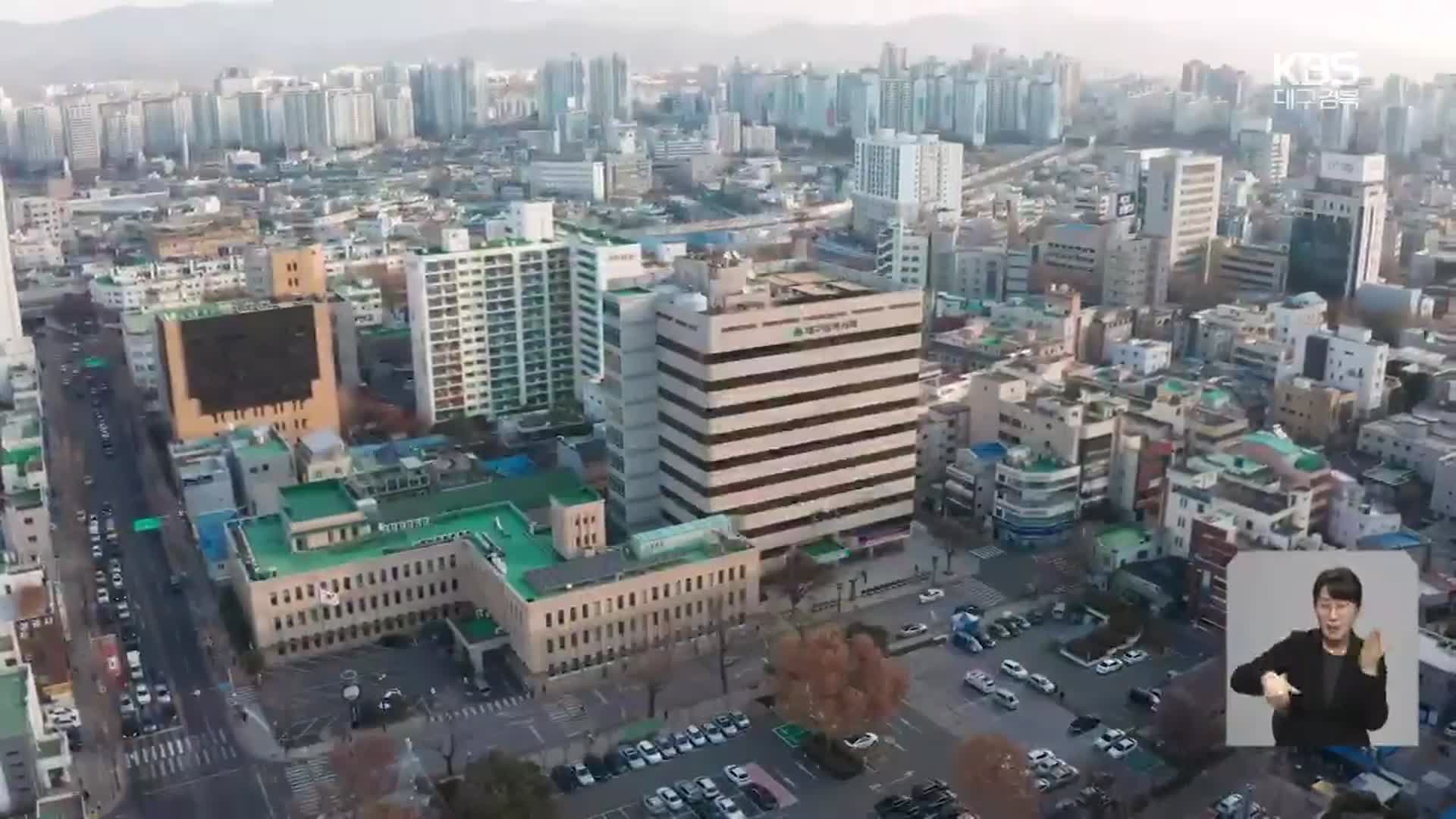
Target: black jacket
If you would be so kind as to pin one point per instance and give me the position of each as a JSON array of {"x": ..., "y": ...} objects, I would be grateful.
[{"x": 1357, "y": 707}]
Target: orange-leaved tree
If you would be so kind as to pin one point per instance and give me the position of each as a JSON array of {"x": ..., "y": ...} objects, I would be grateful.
[
  {"x": 836, "y": 686},
  {"x": 990, "y": 774}
]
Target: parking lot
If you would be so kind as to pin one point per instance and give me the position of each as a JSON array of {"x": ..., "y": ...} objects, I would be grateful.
[{"x": 305, "y": 697}]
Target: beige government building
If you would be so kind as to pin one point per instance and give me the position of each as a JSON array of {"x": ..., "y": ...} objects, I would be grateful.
[{"x": 519, "y": 563}]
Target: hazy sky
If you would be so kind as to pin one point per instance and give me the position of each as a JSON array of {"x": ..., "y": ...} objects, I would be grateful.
[{"x": 1414, "y": 22}]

☆ ☆ ☆ ☆ ☆ ☆ ☆

» **WRITTEN REQUEST**
Copy the data above line for line, without any changes, and leave out the pictures.

» **EXPECTED ANSWER**
Target: black jacket
If you would be so kind as to pin one point per instance and give me the position of each as a JSON array of {"x": ..., "y": ...} objects, I would be grateful.
[{"x": 1357, "y": 707}]
Target: orange-leaved tree
If you would be so kind as to pin one point per instance and give me the position of each as a JSON array of {"x": ..., "y": ...} objects, I would be grateful.
[
  {"x": 836, "y": 686},
  {"x": 990, "y": 774}
]
Target: parking lot
If you would be so kind as to pin one point per instance and give me the position of each as a JSON array of {"x": ..., "y": ...} objects, I would be grateful.
[{"x": 305, "y": 697}]
Target: beige government building
If you would be so kind as to pin one point per instance and give me the position of each as a JSON array of {"x": ..., "y": ...} objects, I would be grateful.
[{"x": 519, "y": 563}]
Target: hazy sky
If you would be so kind as to pin one point per instance and give me the position of each as a JSON array of {"x": ..., "y": ...} objects, I would be grateful.
[{"x": 1414, "y": 22}]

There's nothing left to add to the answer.